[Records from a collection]
---+---
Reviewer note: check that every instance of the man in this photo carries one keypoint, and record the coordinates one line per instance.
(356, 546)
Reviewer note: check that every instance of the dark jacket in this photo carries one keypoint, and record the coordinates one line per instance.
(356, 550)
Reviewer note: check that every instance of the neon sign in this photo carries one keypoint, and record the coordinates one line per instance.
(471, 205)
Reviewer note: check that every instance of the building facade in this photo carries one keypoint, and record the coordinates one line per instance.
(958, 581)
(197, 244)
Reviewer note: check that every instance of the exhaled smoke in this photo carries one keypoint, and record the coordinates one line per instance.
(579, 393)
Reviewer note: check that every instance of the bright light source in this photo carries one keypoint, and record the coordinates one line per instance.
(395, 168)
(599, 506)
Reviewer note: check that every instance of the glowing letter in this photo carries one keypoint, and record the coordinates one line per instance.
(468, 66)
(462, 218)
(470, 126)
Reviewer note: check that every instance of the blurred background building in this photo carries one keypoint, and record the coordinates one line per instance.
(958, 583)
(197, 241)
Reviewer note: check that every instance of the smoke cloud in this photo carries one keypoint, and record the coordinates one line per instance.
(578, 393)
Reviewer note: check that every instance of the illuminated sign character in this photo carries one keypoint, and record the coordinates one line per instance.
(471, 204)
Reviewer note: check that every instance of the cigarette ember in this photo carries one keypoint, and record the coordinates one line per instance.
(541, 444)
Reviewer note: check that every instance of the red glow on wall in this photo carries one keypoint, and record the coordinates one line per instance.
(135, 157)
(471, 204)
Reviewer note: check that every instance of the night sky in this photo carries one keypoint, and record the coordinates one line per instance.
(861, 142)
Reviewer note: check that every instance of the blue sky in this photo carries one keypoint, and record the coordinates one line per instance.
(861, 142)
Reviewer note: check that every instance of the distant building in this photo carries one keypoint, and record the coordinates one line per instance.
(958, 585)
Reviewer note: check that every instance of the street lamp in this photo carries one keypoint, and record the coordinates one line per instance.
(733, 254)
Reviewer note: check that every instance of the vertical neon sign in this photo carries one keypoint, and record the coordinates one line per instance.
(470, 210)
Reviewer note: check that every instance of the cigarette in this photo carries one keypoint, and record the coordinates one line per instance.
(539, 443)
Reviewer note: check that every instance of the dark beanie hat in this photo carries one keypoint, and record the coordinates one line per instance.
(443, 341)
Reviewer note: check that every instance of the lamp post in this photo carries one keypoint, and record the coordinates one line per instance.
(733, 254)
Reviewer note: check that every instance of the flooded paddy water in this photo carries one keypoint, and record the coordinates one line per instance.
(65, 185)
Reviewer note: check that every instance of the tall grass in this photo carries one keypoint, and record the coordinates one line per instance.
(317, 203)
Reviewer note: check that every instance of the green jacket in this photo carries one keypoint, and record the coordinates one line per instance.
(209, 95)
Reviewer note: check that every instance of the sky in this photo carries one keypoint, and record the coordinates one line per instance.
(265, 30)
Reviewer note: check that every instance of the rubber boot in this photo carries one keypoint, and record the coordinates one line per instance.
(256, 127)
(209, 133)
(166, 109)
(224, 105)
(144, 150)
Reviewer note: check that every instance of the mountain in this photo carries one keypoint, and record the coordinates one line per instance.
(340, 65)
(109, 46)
---+---
Your objective: Copy out every line, from the one that contains "Reviewer note: check that every instance of the mountain" through the last line of the records, and add 15 to each coordinate value.

The response:
Reviewer note: check that every instance of the mountain in this photo carries one keypoint, and record the coordinates one line per instance.
(355, 80)
(124, 61)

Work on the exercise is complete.